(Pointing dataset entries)

★ ★ ★ ★ ★

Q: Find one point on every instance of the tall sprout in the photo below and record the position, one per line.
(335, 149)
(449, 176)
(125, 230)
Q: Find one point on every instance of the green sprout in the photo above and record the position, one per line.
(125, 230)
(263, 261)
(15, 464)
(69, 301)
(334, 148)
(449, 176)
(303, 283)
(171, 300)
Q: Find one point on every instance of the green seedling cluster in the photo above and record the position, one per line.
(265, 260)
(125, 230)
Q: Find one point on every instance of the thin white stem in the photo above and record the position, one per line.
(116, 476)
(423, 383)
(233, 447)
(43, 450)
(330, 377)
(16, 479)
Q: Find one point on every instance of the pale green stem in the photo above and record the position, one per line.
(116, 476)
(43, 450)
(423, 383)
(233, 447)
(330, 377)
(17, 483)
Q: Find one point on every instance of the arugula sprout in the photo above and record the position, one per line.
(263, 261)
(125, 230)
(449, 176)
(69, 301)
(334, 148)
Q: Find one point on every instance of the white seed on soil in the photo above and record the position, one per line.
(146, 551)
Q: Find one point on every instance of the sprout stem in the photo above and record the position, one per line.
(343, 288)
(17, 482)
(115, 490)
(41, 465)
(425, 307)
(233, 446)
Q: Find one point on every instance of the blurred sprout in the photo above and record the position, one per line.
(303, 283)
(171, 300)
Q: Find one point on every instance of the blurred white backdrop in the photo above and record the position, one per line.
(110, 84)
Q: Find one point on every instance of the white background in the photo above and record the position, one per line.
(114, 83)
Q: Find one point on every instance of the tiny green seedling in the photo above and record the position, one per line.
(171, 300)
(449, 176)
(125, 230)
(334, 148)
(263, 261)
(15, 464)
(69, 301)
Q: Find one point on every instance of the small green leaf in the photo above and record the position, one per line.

★ ★ ★ ★ ★

*Written problem*.
Reproduce every one of the entries above verbatim, line for line, with nothing changed.

*Answer for the task*.
Q: Find one point on every instance of the tall sprout in the photo below and record the position, one per line.
(335, 149)
(449, 176)
(125, 230)
Q: Find one point on every instance of the green sprout in the photo above and record the position, one per line.
(125, 230)
(263, 261)
(15, 464)
(69, 301)
(334, 148)
(449, 176)
(303, 283)
(171, 300)
Q: Find one point on every instance of the green seedling cluster in the photo above and record the position, one per line.
(265, 260)
(125, 230)
Q: Find one point on every instance of the thin white stem in the photo above and record the position, one per line.
(116, 476)
(423, 383)
(233, 447)
(43, 450)
(330, 377)
(16, 479)
Q: Find one point on every instance of the pale green stem in the photo above and record the position, one per line.
(116, 476)
(43, 450)
(423, 383)
(233, 447)
(330, 377)
(17, 483)
Q: Find one point on every instance of the arugula sprout in the photo above and record the position, one per line.
(263, 261)
(125, 230)
(449, 176)
(69, 301)
(334, 148)
Q: Find one point on every instance of the white seed on soil in the photo above and record the position, one per line.
(146, 551)
Q: Find one point on every instance of the sprout stem in the photo above and record the position, one per line.
(343, 288)
(17, 482)
(115, 490)
(41, 465)
(425, 307)
(233, 446)
Q: Find one point on every instance of the blurred sprout in the photo above and record the position, one per line.
(303, 283)
(171, 300)
Q: Find one point on every instance of the blurred white backdrop in the photo above and record the position, one per line.
(110, 84)
Q: Find one point on every instance of the white background in the photo above and record the position, one per line.
(114, 83)
Q: Find one point on every instance of the tiny green seedling in the photo above and record the position, one per line.
(171, 300)
(449, 176)
(125, 230)
(334, 148)
(263, 261)
(15, 464)
(69, 301)
Q: Find one point on every instance of the small green leaf in the photo above and record the position, one per line.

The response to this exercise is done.